St. Bernard's path of love

Today (August 20) the Church celebrates the life and work of St. Bernard, an abbot of the Cistercian order and a Doctor of the Church.

St. Bernard was part of the great flowering of Christian civilization that occurred in the period known to historians as the "middle ages." This was the time when the great cathedrals of Europe were built and Christianity exercised tremendous influence over the cultures of Europe.

St. Bernard was one of the greatest preachers of his day, and as an accomplished theological writer, his spiritual advice was sought by peasants and kings, monks and popes. He practiced his relationship with the Lord Jesus by living in community and taking vows of poverty, chastity, and obedience.

His recurring message concerned the love of God. Love, for St. Bernard, was the spiritual path Christians were called to follow.

The Scriptures for this morning provide the "thick description" for the love of which St. Bernard speaks. God's love for us demands our total attention and is meant to order all that we are and all that we do. If we do not respect this rapport, we fall into idolatry, displace God, and give what properly belongs to him to something else.

Jesus' invitation in today's Gospel teaches us that we cannot truly appreciate God's love with divided hearts. The spiritual medicine that heals a divided heart is detachment from worldly things and generosity to the needy. Much of the spiritual sadness suffered by so many occurs because of a failure to love God by cultivating detachment from our possessions, or from a refusal, an inability to serve God as he reveals himself to us in the poverty of our brothers and sisters.

May St. Bernard's spiritual path of love be our path, and may we walk this way through acts of detachment and generosity.

== Tasks to complete ==
1. Answer these questions from the reflection on St. Bernard:
(a) Of which order was St. Bernard an abbot?
(b) What three vows did he take?
(c) What spiritual medicine heals a divided heart?
2. Write out the reflection on St. Bernard between "The Scriptures for" and "brothers and sisters.", inclusive, changing "idolatry" to "false worship".

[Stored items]
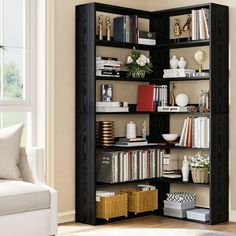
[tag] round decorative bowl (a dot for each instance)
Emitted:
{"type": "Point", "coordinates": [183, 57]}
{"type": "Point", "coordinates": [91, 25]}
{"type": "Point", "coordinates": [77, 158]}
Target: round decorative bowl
{"type": "Point", "coordinates": [170, 137]}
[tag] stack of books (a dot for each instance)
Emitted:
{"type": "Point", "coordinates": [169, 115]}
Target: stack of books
{"type": "Point", "coordinates": [195, 132]}
{"type": "Point", "coordinates": [125, 29]}
{"type": "Point", "coordinates": [143, 187]}
{"type": "Point", "coordinates": [131, 142]}
{"type": "Point", "coordinates": [112, 107]}
{"type": "Point", "coordinates": [115, 167]}
{"type": "Point", "coordinates": [108, 66]}
{"type": "Point", "coordinates": [103, 194]}
{"type": "Point", "coordinates": [200, 24]}
{"type": "Point", "coordinates": [150, 97]}
{"type": "Point", "coordinates": [147, 38]}
{"type": "Point", "coordinates": [177, 204]}
{"type": "Point", "coordinates": [175, 73]}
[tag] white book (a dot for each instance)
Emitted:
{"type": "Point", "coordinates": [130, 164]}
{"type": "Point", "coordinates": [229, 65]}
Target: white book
{"type": "Point", "coordinates": [193, 24]}
{"type": "Point", "coordinates": [121, 157]}
{"type": "Point", "coordinates": [140, 164]}
{"type": "Point", "coordinates": [208, 132]}
{"type": "Point", "coordinates": [181, 142]}
{"type": "Point", "coordinates": [203, 123]}
{"type": "Point", "coordinates": [116, 179]}
{"type": "Point", "coordinates": [186, 132]}
{"type": "Point", "coordinates": [146, 41]}
{"type": "Point", "coordinates": [197, 132]}
{"type": "Point", "coordinates": [158, 163]}
{"type": "Point", "coordinates": [145, 165]}
{"type": "Point", "coordinates": [111, 104]}
{"type": "Point", "coordinates": [112, 109]}
{"type": "Point", "coordinates": [126, 166]}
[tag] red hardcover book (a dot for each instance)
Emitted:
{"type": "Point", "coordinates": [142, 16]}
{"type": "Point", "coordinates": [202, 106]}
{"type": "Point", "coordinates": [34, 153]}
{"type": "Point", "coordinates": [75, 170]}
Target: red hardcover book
{"type": "Point", "coordinates": [146, 98]}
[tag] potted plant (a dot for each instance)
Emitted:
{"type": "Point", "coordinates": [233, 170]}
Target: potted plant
{"type": "Point", "coordinates": [199, 168]}
{"type": "Point", "coordinates": [138, 65]}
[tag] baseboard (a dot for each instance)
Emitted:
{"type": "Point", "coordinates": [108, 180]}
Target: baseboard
{"type": "Point", "coordinates": [66, 217]}
{"type": "Point", "coordinates": [232, 216]}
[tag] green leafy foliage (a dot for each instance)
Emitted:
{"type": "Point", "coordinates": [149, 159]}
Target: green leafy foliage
{"type": "Point", "coordinates": [13, 86]}
{"type": "Point", "coordinates": [138, 65]}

== Exercise answers ==
1.
(a) The Cistercian order.
(b) Poverty, chastity, and obedience.
(c) Detachment from worldly things and generosity to the needy.

2.
The Scriptures for this morning provide the "thick description" for the love of which St. Bernard speaks. God's love for us demands our total attention and is meant to order all that we are and all that we do. If we do not respect this rapport, we fall into false worship, displace God, and give what properly belongs to him to something else.

Jesus' invitation in today's Gospel teaches us that we cannot truly appreciate God's love with divided hearts. The spiritual medicine that heals a divided heart is detachment from worldly things and generosity to the needy. Much of the spiritual sadness suffered by so many occurs because of a failure to love God by cultivating detachment from our possessions, or from a refusal, an inability to serve God as he reveals himself to us in the poverty of our brothers and sisters.